→ PROBLEM DESCRIPTION:
Please copy the orgasm gap passage from "How might we" up to and including "with NBC News.", substituting "widespread ignorance" for "cultural ignorance".

→ READING PASSAGE:
Anorgasmia is far less prevalent in men than women, but it does exist. Research on male anorgasmia isn’t common, but a 2015 study found that the prevalence of primary and secondary anorgasmia in men under 65 was less than 5%. The study’s authors acknowledged that the issue is likely underreported, though.

Alone vs. Together

In a study of 800 college women, researchers found that women reached orgasm much more frequently during masturbation than sex. Nearly 40% of the women said they always have an orgasm during masturbation compared to just 6% who said they always orgasm during sex with a partner.

Why? Well, at least in part due to the lack of a penis, according to psychologist and sex therapist Laurie Mintz. “Culturally, we overvalue penetrative sex,” Mintz wrote in Psychology Today. “Our cultural hyper-focus on the importance of putting a penis in a vagina is screwing with women’s orgasms. We use the words ‘sex’ and ‘intercourse’ synonymously, and relegate clitoral stimulation to ‘foreplay.’ You don’t have to look far to see media images of women having mind-blowing orgasms from intercourse alone. No wonder most women say this is what they want.”

The Age Gap

As women get older, both the quality and frequency of their orgasms may improve. A recent study showed that 61% of women age 18 to 34 reached orgasm the last time they had sex, while 65% of women in their 30s and 70% of women in their 40s and 50s did. 

Why this happens is another matter, but Debby Herbenick, a research scientist at Indiana University, suggested in an interview with Woman’s Day that it may be because older women are more sexually experienced, have more confidence and aren’t afraid to say what they want in the bedroom. Women in long-term relationships also report more frequent orgasms, so that may tie into the age factor as well.

The Lesbian Orgasm Gap

Perhaps the biggest orgasm gap is between people of different sexual orientations. In a 2017 study, 65% of heterosexual women said they usually or always have an orgasm during sex (the lowest of all orientations studied) compared to 86% of lesbian women.

The Lesbian Orgasm Gap - The Sequel

Straight men, of course, reported the highest rates of orgasm (95%), but gay women were nearly the same as gay men (89%) and bisexual men (88%). The takeaway: When women have sex with women, they orgasm about as much as men.

How to Close the Orgasm Gap: The Clitoris

How might we begin to close the orgasm gap? “The number-one reason for the orgasm gap—and it’s not the only one—is our cultural ignorance of the clitoris,” psychologist Laurie Mintz said in a 2019 interview with NBC News. 
In a 2015 survey published in the Journal of Sex & Marital Therapy, 36% of women reported that clitoral stimulation helped them orgasm during sex, while only 18% said they orgasmed from intercourse alone.

→ Referring expression data:
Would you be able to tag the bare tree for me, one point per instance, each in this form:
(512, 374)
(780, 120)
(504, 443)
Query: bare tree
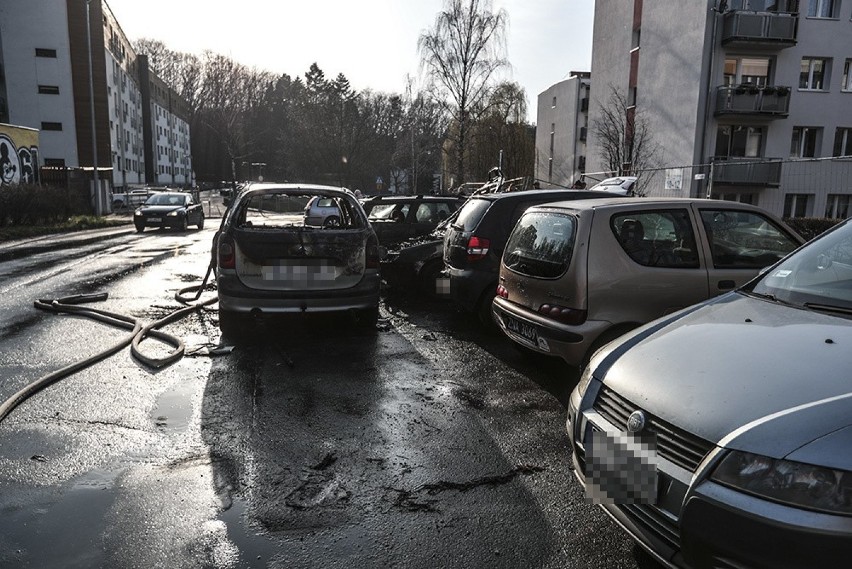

→ WRITTEN RESPONSE:
How might we begin to close the orgasm gap? “The number-one reason for the orgasm gap—and it’s not the only one—is our widespread ignorance of the clitoris,” psychologist Laurie Mintz said in a 2019 interview with NBC News.